• **Yazılı alıştırma 1**
Aşağıdaki satırlarda "Tag the multi-story" ifadesini içeren satırla açılıp satırların sonuyla kapanan kısmı, iki uç da dahil ve istekleriyle birlikte yeniden yaz. Cevaplardaki koordinatların her sayısına 3 ekleyerek bunları kaydır ve yalnızca bu kısmı ver.

• **Alıntı**

────────

1980 Lefkoşa Doğumlu Hüseyin Altan müzikle uğraşmaya ortaokul yıllarında kurulan 20 Temmuz Lisesi Okul Bandosunda trompet çalarak başladı. 2005 yılında Kıbrıslı Rum ve Türk müzisyenlerle Almanya’da düzenlenen EUOROVISIONEN FESTIVAL’e katılmış, Savva sava ve Lia Vissi ile çalışma imkanı buldu. Blue Project kurulduğu yıllarda sound ve tarzıyla ‘coverband’ anlayışına yeni bir bakış açısı kazandıran Hüseyin Altan ile müzik geçmişini konuştuk.

Soru: Sizi tanıyabilir miyiz?
Hüseyin Altan:
1980 yılında Yeşilyurt’ta doğdum, İlköğretim, Ortaokul ve lise eğitimimi Lefkoşa’da tamamladım.  Doğu Akdeniz Üniversitesi İletişim Fakültesi’nde Gazetecilik bölümüne başladım.  Doğu Akdeniz Üniversitesi’nde bir yıl eğitim aldıktan sonra DAÜ’de 1998 yılında müzik bölümünün Keman Ana Sanat performans bölümüne geçiş yaptım. 

On beş on altı yıldan beri barlarda kafelerde müzikler yaptık. Müziğe ilk başladığım yıllarda tek başıma müzik yapıyordum. Daha sonra farklı farklı orkestralarda yer aldım. 200 yılında Look Project isminde bir orkestra kurduk. Latin Rage ve Latin Rock tarzlarında müzikler yaptık. 2003 yılında Ersan Suriri, Okan Ersan, Yusuf Çerkez, Ahmet Elmas ve Tolga Erzurumlu ile birlikte Latin Ruv isminde bir orkestra kurduk.  2005 yılına kadar da bu orkestra ile müzik yaptık.

────────

• **Yazılı alıştırma 2**
Alıntıya göre Hüseyin Altan, 2003 yılında Latin Ruv orkestrasını hangi müzisyenlerle birlikte kurdu?

• **Göreve ait satırlar**
────────

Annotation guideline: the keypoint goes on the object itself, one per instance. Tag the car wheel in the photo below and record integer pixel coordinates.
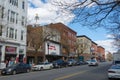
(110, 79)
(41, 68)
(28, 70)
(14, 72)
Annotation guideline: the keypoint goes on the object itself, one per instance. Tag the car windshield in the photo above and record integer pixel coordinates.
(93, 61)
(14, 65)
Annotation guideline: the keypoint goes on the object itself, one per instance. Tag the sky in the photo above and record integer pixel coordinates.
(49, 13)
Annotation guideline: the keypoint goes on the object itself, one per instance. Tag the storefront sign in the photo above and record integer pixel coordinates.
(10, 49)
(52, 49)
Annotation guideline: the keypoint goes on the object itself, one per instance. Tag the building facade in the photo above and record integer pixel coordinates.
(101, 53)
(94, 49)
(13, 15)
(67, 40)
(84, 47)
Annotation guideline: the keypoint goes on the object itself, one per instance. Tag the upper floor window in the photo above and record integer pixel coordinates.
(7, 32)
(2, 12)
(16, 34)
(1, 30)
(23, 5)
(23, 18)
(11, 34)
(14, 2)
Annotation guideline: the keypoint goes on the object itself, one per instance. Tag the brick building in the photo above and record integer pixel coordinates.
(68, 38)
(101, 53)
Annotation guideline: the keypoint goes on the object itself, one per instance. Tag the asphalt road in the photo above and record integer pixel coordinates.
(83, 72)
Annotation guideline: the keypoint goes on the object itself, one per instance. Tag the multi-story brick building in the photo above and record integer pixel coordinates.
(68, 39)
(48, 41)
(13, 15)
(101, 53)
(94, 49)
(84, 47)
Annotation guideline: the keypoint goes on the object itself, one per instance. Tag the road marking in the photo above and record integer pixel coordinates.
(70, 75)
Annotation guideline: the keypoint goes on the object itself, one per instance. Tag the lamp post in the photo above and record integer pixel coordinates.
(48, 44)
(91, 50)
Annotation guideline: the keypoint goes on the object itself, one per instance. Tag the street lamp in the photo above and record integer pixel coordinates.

────────

• **Yazılı cevap 1**
Annotation guideline: the keypoint goes on the object itself, one per instance. Tag the multi-story brick building in the photo above and record integer pixel coordinates.
(71, 42)
(51, 44)
(16, 18)
(104, 56)
(97, 52)
(87, 50)
Annotation guideline: the keypoint goes on the object itself, one per instance. Tag the road marking in the photo above and record integer pixel coordinates.
(73, 78)
Annotation guideline: the keypoint goes on the object itself, one per instance. Tag the lamp post in the photo above and record integer pixel coordinates.
(51, 47)
(94, 53)
Annotation guideline: the keypoint goes on the object itself, one per instance. Tag the street lamp in the photo above and record integer pixel coordinates.

• **Yazılı cevap 2**
Ersan Suriri, Okan Ersan, Yusuf Çerkez, Ahmet Elmas, Tolga Erzurumlu